## [Detalhes do exercício]
Transcreva sem nenhuma alteração todas as linhas dos registros abaixo e deixe as imagens de fora da resposta.
── Itens ──
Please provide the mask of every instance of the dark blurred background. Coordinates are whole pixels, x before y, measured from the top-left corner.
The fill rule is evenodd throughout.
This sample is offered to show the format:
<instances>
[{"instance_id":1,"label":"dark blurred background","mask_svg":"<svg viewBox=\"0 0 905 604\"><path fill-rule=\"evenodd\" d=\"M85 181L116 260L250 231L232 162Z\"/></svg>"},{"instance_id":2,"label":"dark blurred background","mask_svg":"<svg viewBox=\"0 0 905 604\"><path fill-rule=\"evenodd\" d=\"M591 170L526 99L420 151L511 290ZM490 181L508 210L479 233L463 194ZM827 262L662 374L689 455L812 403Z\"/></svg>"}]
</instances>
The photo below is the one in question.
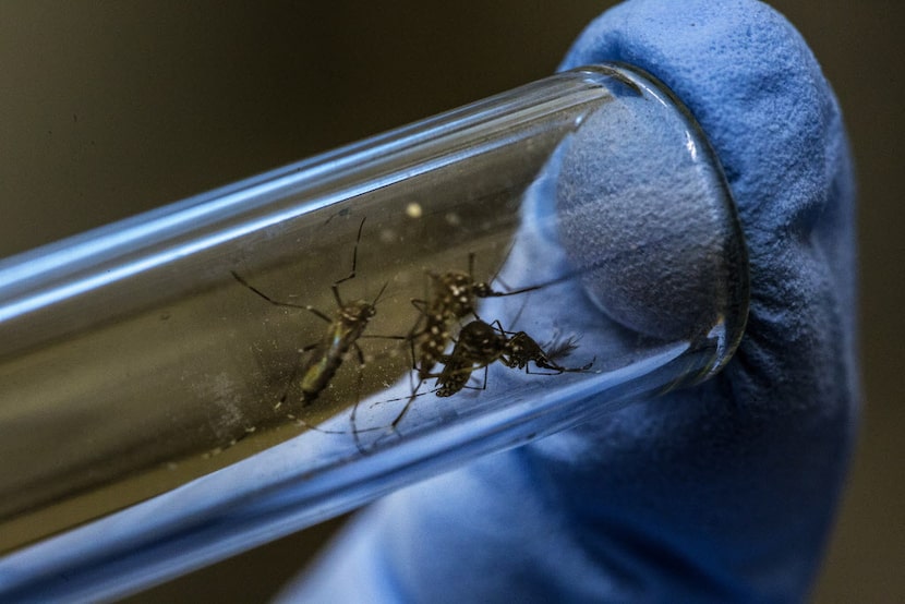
───
## [Resposta escrita]
Please provide the mask of every instance of the dark blurred background. Coordinates are whole pixels, x before y, measured from the top-left corner.
The fill rule is evenodd throughout.
This sample is offered to show the format:
<instances>
[{"instance_id":1,"label":"dark blurred background","mask_svg":"<svg viewBox=\"0 0 905 604\"><path fill-rule=\"evenodd\" d=\"M85 181L116 260L250 231L232 162Z\"/></svg>"},{"instance_id":2,"label":"dark blurred background","mask_svg":"<svg viewBox=\"0 0 905 604\"><path fill-rule=\"evenodd\" d=\"M591 170L526 99L420 151L511 290ZM490 181L508 210L479 233L463 194ZM827 262L662 374L689 455L812 403Z\"/></svg>"}]
</instances>
The photo below is the one in question.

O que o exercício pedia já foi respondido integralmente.